DATA SHOWN:
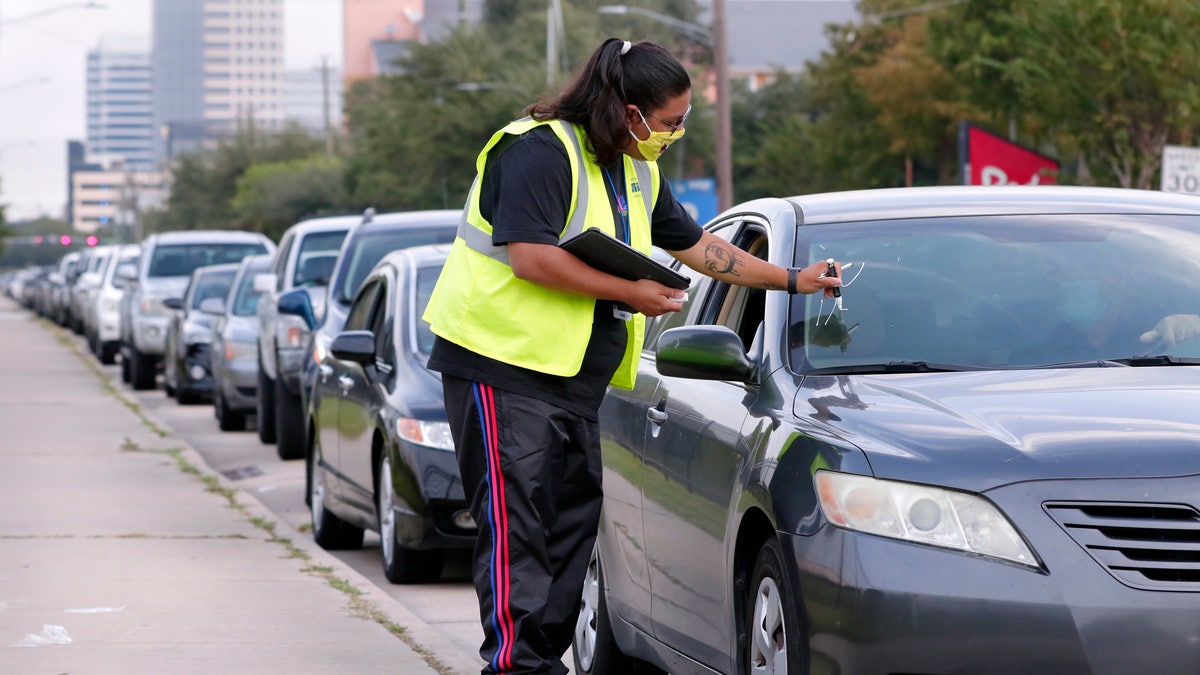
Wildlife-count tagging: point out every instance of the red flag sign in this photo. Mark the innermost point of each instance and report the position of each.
(988, 159)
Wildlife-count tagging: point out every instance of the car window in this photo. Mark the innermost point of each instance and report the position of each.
(213, 285)
(315, 263)
(369, 248)
(996, 291)
(245, 300)
(426, 279)
(363, 309)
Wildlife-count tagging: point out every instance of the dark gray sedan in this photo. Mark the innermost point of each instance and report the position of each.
(382, 457)
(987, 459)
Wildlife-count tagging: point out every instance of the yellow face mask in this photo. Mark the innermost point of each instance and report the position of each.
(652, 148)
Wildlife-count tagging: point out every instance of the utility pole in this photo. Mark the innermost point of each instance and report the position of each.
(324, 107)
(724, 111)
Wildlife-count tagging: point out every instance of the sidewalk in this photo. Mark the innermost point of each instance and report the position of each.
(121, 553)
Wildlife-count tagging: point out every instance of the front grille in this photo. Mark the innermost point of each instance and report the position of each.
(1145, 545)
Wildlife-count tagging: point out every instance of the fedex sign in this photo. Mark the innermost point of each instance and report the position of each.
(988, 159)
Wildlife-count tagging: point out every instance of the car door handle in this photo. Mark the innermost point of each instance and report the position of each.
(655, 416)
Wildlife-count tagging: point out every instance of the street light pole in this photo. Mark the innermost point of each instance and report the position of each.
(724, 136)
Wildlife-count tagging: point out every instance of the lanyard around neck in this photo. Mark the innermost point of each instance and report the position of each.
(622, 207)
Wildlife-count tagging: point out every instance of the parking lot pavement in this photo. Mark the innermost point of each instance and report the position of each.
(120, 551)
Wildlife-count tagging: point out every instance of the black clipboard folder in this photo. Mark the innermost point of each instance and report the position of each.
(613, 256)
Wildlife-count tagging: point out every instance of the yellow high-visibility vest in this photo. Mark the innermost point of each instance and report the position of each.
(478, 302)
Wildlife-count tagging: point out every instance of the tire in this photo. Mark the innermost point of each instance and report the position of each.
(594, 647)
(328, 530)
(288, 423)
(227, 418)
(401, 565)
(142, 370)
(265, 407)
(772, 634)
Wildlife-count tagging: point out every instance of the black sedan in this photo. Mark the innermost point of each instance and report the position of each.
(984, 459)
(382, 455)
(187, 364)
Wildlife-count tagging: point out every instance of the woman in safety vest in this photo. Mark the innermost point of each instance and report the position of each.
(529, 336)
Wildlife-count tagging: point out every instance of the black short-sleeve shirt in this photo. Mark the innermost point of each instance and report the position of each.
(526, 195)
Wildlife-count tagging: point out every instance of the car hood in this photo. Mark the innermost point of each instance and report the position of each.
(978, 430)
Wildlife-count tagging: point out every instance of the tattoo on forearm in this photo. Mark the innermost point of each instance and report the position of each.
(721, 258)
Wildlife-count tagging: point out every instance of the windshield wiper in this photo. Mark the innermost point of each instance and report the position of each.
(1158, 359)
(897, 366)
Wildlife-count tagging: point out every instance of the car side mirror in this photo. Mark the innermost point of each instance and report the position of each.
(297, 303)
(355, 346)
(703, 352)
(213, 305)
(264, 282)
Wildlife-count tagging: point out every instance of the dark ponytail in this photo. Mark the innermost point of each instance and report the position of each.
(646, 76)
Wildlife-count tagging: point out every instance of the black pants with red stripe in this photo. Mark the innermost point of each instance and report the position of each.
(532, 475)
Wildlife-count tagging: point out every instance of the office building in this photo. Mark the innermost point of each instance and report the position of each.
(217, 67)
(376, 34)
(120, 124)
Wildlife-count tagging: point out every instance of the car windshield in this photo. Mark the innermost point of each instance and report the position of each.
(180, 260)
(213, 285)
(369, 248)
(245, 300)
(996, 292)
(318, 252)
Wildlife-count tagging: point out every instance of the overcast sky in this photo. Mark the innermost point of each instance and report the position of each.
(43, 48)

DIRECTION: Recast the entire listing above as a numbered list with one entry per line, dropping any blank lines and leaving out the pictures.

EXPECTED OUTPUT:
1. Wildlife-count tagging: point out every instance of the red flag sign in this photo. Mark the innermost point of each instance and report the position of each.
2. (988, 159)
3. Wildlife-count tagging: point out every instance of the car window in this photo. Mark the innermost point of each instance and report the position of each.
4. (213, 285)
5. (315, 263)
6. (369, 248)
7. (996, 291)
8. (245, 300)
9. (426, 279)
10. (363, 309)
11. Wildlife-count tagging: point out every instance of the dark gray sedan in this photo. Mark the innermost point of each instance and report the position of each.
12. (382, 457)
13. (987, 459)
14. Wildlife-count tagging: point out every instance of the yellow face mask in this photo. Mark the innermost point of each instance and report the position of each.
15. (652, 148)
16. Wildlife-count tagging: point out every instance of the utility pole in this photo. Mark the innermost point of each instance and report the position of each.
17. (324, 107)
18. (724, 111)
19. Wildlife-count tagging: point out every instance of the sidewalk in this photo. Mark the innermost point of each instance and report the position of each.
20. (121, 553)
21. Wildlife-count tagging: point out every instance of the front grille in this photo. Mark the innermost point of each instance and report the position of each.
22. (1145, 545)
23. Wildlife-count tagging: point out every instance of the fedex sign in this photo. Mark the innermost point of each instance and report the position of each.
24. (988, 159)
25. Wildlife-count tagging: point out every instance of the car door handle in this photo. Mark the innermost point of each instance and report the position of each.
26. (655, 416)
27. Wildlife-count tagging: point out every instance of the street light pole in this photo. Mark the innermost point of each instance and report the position of each.
28. (724, 136)
29. Wildlife-count tagging: point out every instance of the lanyard around neck in this photo. Mark the innermost point of each instance and report the position of each.
30. (622, 207)
31. Wildlife-count tagging: point out every instance of the parking lot pavement in this photo. Mark the innermost point of each instance and report the position of each.
32. (120, 551)
33. Wildlife-count tagging: point out every instance of the black clipboard folder in this photo. Mark the innermost point of each instance and report the position of each.
34. (613, 256)
35. Wildlife-count tagging: point out every instance of the yellow high-visibility vest in this photo. Mark the innermost point of each instance and report the position of each.
36. (478, 302)
37. Wildlife-count tagging: point out every instance of the tire in this photo. Mark the innermost point of each instance and report the position of each.
38. (594, 647)
39. (328, 530)
40. (288, 423)
41. (227, 418)
42. (401, 565)
43. (142, 370)
44. (265, 407)
45. (772, 634)
46. Wildlife-count tagging: point out every instance of the black sedan in this photo. Mark the innermost point of each instance and report the position of each.
47. (984, 459)
48. (382, 455)
49. (187, 364)
50. Wildlife-count tagging: point out every instance of the woman in safety vest in this photo. Mark the innermost point of each instance and report the position of each.
51. (529, 336)
52. Wildlife-count tagging: point out every instance of the black short-sleeve shirt in this photo. Mark the innermost point of each instance and report the position of each.
53. (526, 195)
54. Wildlife-count tagging: point out every instance of the car hood in this photo. Mark the innermost point of each instance and report the position of each.
55. (978, 430)
56. Wildlife-count tagging: point out every instance of the tattoo on forearm in this photo. Mark the innermost point of each instance and report the position of each.
57. (721, 258)
58. Wildlife-count tagging: point out every instance of the windshield wiper in this photo. Mark the innermost point of each instance and report the position of each.
59. (1158, 359)
60. (897, 366)
61. Wildlife-count tagging: point out every instance of the car side mirror in this photo. Mark the innermost point of each instance and report the position of each.
62. (297, 303)
63. (355, 346)
64. (703, 352)
65. (213, 305)
66. (264, 282)
67. Wildlife-count tagging: point out every instance of the dark ponytail in this photo. Mark the innermost point of each instance and report the position of each.
68. (646, 76)
69. Wildlife-count tagging: point out every instance of the black pants with red stripe in this photo. Mark the innermost point of each instance and report the position of each.
70. (532, 475)
71. Wildlife-count tagging: point out every instance of the office building in this photo. Mark the innermost point of each instance and report the position of each.
72. (217, 67)
73. (376, 34)
74. (120, 124)
75. Wildlife-count tagging: point out every instance of the car windshield in this photo. Mark the innermost point of each instance and report the position of each.
76. (180, 260)
77. (213, 285)
78. (369, 248)
79. (245, 300)
80. (996, 292)
81. (318, 252)
82. Wildlife-count tagging: point out every instance of the overcast sky in this photo. Mark the innermost point of each instance and report the position of each.
83. (43, 48)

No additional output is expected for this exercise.